ЧТО НУЖНО СДЕЛАТЬ:
A: Выведите без изменений все строки листинга с разметкой точками, ничего в них не меняя. Изображения в ответ не включайте.
B: Подхватите текст о долгожителях в средневековой картине мира и продолжите его сразу после последней приведенной строки.

ТЕКСТОВЫЙ ФРАГМЕНТ:
----

Шрифт:
Интервал:
Закладка:
Человеческое воображение нечасто имело перед собой объект так тонко упорядоченный, как средневековый космос. Он эстетически совершенен; разве что для нас, знающих, что такое романтизм, его упорядоченность немного чрезмерна. При всей громадности его пространств он может в конце концов поразить нас своего рода клаустрофобией. Неужели тут нет ни малейшей неясности? Нет сокровенных закоулков? Нет сумерек? Неужели мы никогда не сможем по–настоящему вырваться на простор? Следующая глава, возможно, принесет некоторое облегчение.
Глава VI. Долгожители
Стыдно помещать лепреконов в работные дома. Одно хорошо — они не станут там работать.
Честертон{1465}
Я выделил Longaevi, или долгожителей, в отдельную главу, потому что они обитают между воздухом и землей. Другой вопрос, достаточно ли они важны, чтобы оправдать такое внимание к себе. В каком‑то смысле (позволю себе оксюморон) их значение — в их незначительности. Это периферийные, эфемерные существа. Быть может, они единственные, кому Модель не определила, так сказать, официального статуса. В этом‑то и кроется их ценность для воображения. Они словно бы смягчают классическую суровость гигантской картины. Они вносят долгожданный элемент нестройности и неясности во Вселенную, которая без них рискует быть слишком самоочевидной, слишком понятной.
Название Longaevi я позаимствовал у Марциана Капеллы{1466}, который рассказывает о «танцующих стайках Longaevi, населяющих леса, поляны и рощи, озера, ключи и ручьи; зовутся они панами, фавнами… сатирами, сильванами и нимфами…»[1467]. Бернард Сильвестр говорит о похожих существах, «сильванах, панах и нереидах» — он не называет их Longaevi, — чей «век длинней» (чем человеческий), хотя они и не бессмертны. Они невинны — «беспорочны» — и обладают телами совершенной чистоты[1468].
Можно было бы, конечно, называть их феями. Однако это слово, испорченное детскими утренниками и плохими детскими книжками с еще худшими иллюстрациями, было бы опасным как название главы. Мы привнесли бы в эту тему готовое, современное представление о феях и стали бы читать старинные тексты в его свете. Верный путь, конечно, обратный: мы должны без предубеждения подходить к текстам и из них узнавать, что слово fairy значило для наших предков.
Хорошей отправной точкой могут послужить три места у Мильтона:
1) нечисть, что бродит по ночам
В тумане ль, средь огней, у озера иль у болотной топи, Костлявая ведьма иль неприкаянный дух,
Гоблин иль злобная подземная фея[1469]{1470}.
2) …как пигмеи, что живут
За гребнем гор Индийских, или те
Малютки–эльфы, что в полночный час
На берегах ручьев и на лесных
Опушках пляшут; поздний пешеход Их видит…[1471]
3) И дамы Геспер ид, что казались прекраснее
Выдуманных или легендарных существ былых времен
Волшебных девиц, что встречались в дремучем лесу
Рыцарям Логриса или Лиона[1472].

----

Записи набора данных с разметкой точками:
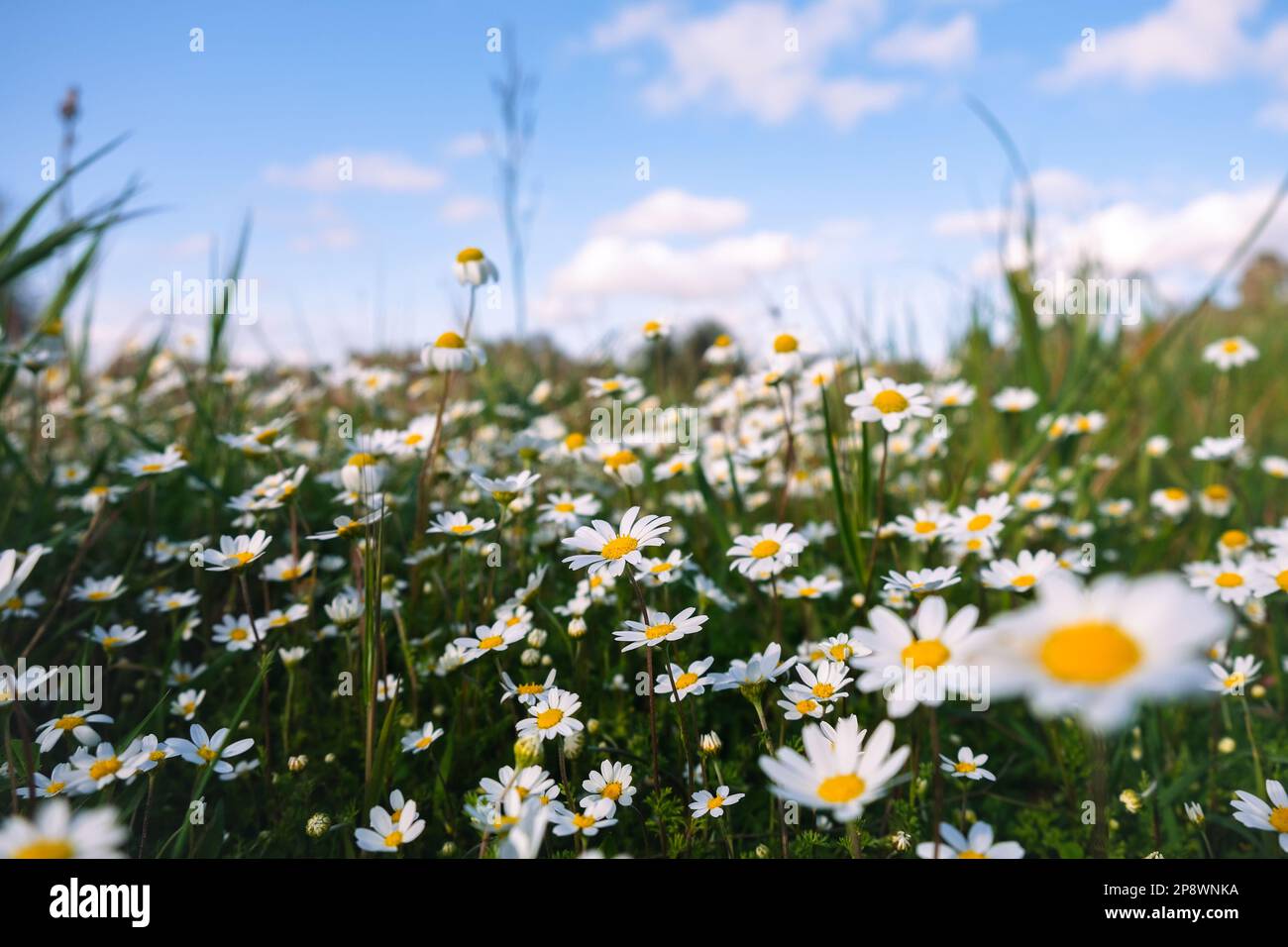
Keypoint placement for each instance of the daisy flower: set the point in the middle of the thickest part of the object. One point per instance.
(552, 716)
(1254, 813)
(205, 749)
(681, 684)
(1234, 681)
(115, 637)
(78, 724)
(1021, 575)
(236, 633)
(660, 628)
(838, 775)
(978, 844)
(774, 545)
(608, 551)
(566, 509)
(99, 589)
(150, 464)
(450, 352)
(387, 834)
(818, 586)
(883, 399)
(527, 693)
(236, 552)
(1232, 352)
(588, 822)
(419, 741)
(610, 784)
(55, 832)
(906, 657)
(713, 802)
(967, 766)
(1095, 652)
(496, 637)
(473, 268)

----

ОЖИДАЕМЫЕ ОТВЕТЫ:
A:
Keypoint placement for each instance of the daisy flower: set the point in the middle of the thickest part of the object. One point per instance.
(552, 716)
(1254, 813)
(205, 749)
(681, 684)
(1234, 681)
(115, 637)
(78, 724)
(1021, 575)
(236, 633)
(660, 628)
(838, 775)
(978, 844)
(774, 545)
(608, 551)
(566, 509)
(99, 589)
(150, 464)
(450, 352)
(387, 834)
(818, 586)
(883, 399)
(527, 693)
(236, 552)
(1232, 352)
(588, 822)
(419, 741)
(610, 784)
(55, 832)
(906, 657)
(713, 802)
(967, 766)
(1095, 652)
(496, 637)
(473, 268)

B:
Мильтон слишком поздний автор, чтобы служить прямым доказательством средневековых верований. Эти строки ценны для нас тем, что показывают сложность традиции, которую Средние века завещали ему и его читателям. Три этих места, вероятно, никогда не соединялись в сознании Мильтона. Каждое из них решает собственные поэтические задачи. В каждом случае у поэта есть все основания ждать от своего читателя разных реакций на слово fairy. Все три реакции одинаково возможны и обоснованны, и автор мог рассчитывать, что в каждом случае читатель сделает правильный выбор. Еще одно, более раннее и, быть может, гораздо более поразительное свидетельство этой сложности: в 1576 году в Эдинбурге, то есть на том же самом острове и приблизительно в то же самое время, где и когда Спенсер старался польстить Елизавете I, уподобив ее королеве фей, женщину могли сжечь за то, что она «просила помощи» у фей и «Королевы эльфов»[1473].
«Злобная фея» «Кома» перечисляется среди страшилок. Это одна из ветвей традиции. «Беовульф» относит эльфов (ylfe, 111) вместе с великанами и гигантами к врагам Бога. В балладе «Изабелла и Эльф–рыцарь» Эльф–рыцарь — чтото вроде Синей Бороды. У Гауэра желающий оклеветать Констанцию говорит, что она «из фей», потому что родила чудовище («Исповедь влюбленного», II, 964 сл.). В словаре Catholicon Anglicum 1483 года в качестве латинских эквивалентов английского «эльф» называются lamia и eumenis (фурия); а в Vulgaria Гормана (1519 г.) — strix и lamia{1474} в качестве эквивалентов «феи» (fairy). Хочется спросить: «А почему не nympha?» Но nymph не спасло бы положения. Это слово тоже могло приводить наших предков в ужас. «Что это за дьяволы, столь фейные, что у меня волосы дыбом? — восклицает Корсит в «Эндимионе» Лили (IV, III). — Ведьмы! О ужас! Нимфы!!!» Драйтон{1475} в «Послании Мортимера к королеве Изабелле» говорит о «жуткой взъерошенной морской нимфе» (77). Афанасий Кирхер, обращаясь к призраку, говорит: «Эй! Боюсь, ты одна из тех демонов, кого древние называли нимфами», на что получает утвердительный ответ: «Я не Лилит и не ламия»[1476]. Реджинальд Cκοτ{1477} упоминает фей (и нимф) среди страшилок, которыми пугают детей: «Слуги моей матери пугали нас быкодавами, духами, ведьмами, домовыми, эльфами, Бабой–ягой, феями, сатирами, панами, фавнами, силенами, тритонами, кентаврами, карликами, великанами, нимфами, инкубом, Робином–славным–малым, призраком, дубовым человечком, огнедышащим драконом, паком, Мальчиком с пальчик, Томом–без–костей–кувырком и другими ужасами»[1478].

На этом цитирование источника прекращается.